- **Work to do**
Rewrite the data below as a JSON list of strings, with one string for each line and blank lines dropped. Leave the pictures out of your answer.

- **Data provided**
══════
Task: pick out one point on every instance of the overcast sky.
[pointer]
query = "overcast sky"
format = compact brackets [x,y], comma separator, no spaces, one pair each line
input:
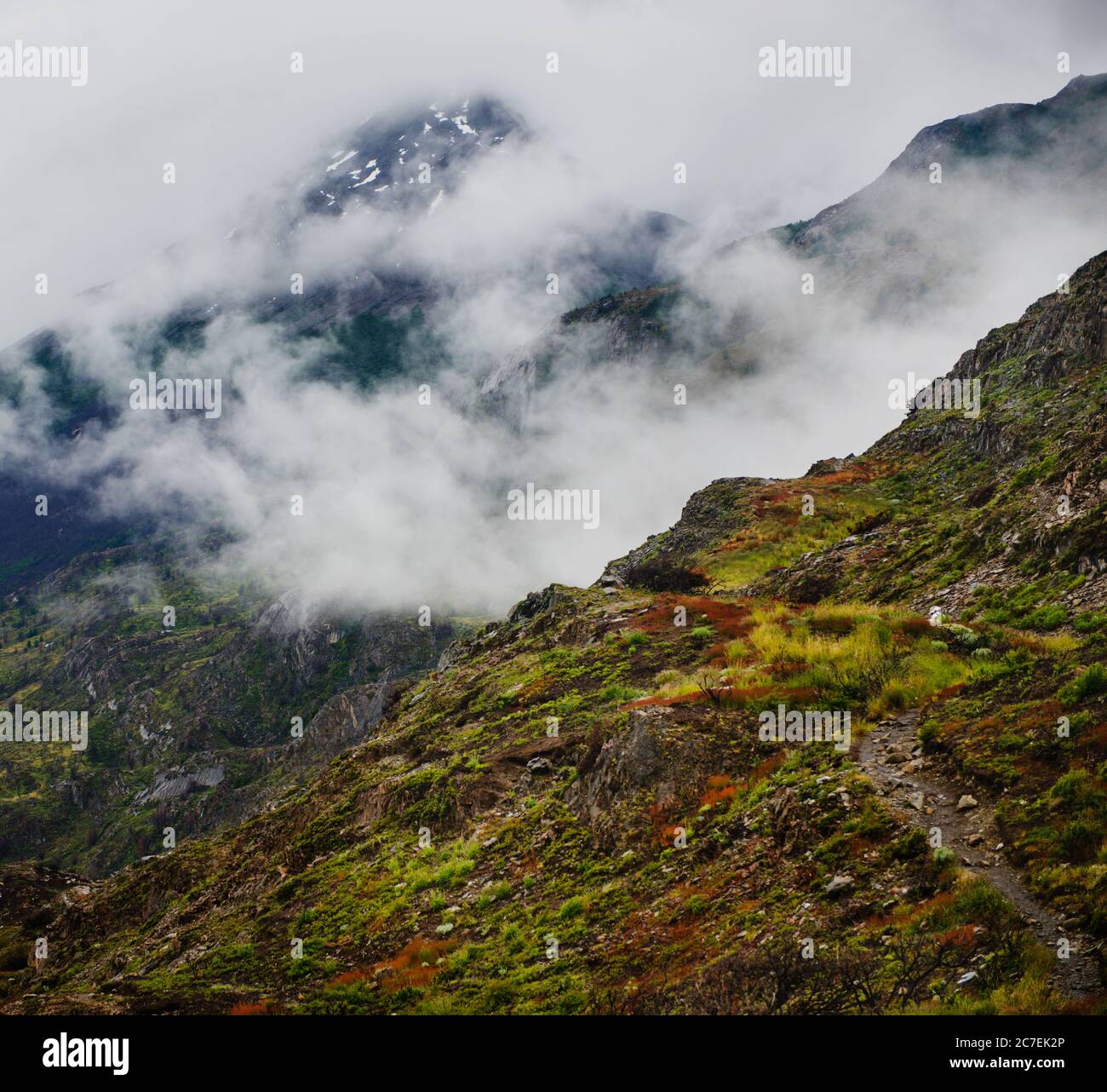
[207,85]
══════
- **Written solution**
[
  "Task: pick out one point on every instance of the overcast sky.",
  "[pointer]",
  "query = \"overcast sky\"",
  "format = compact brackets [x,y], comma separator, no spaces, one pair each line",
  "input:",
  "[207,85]"
]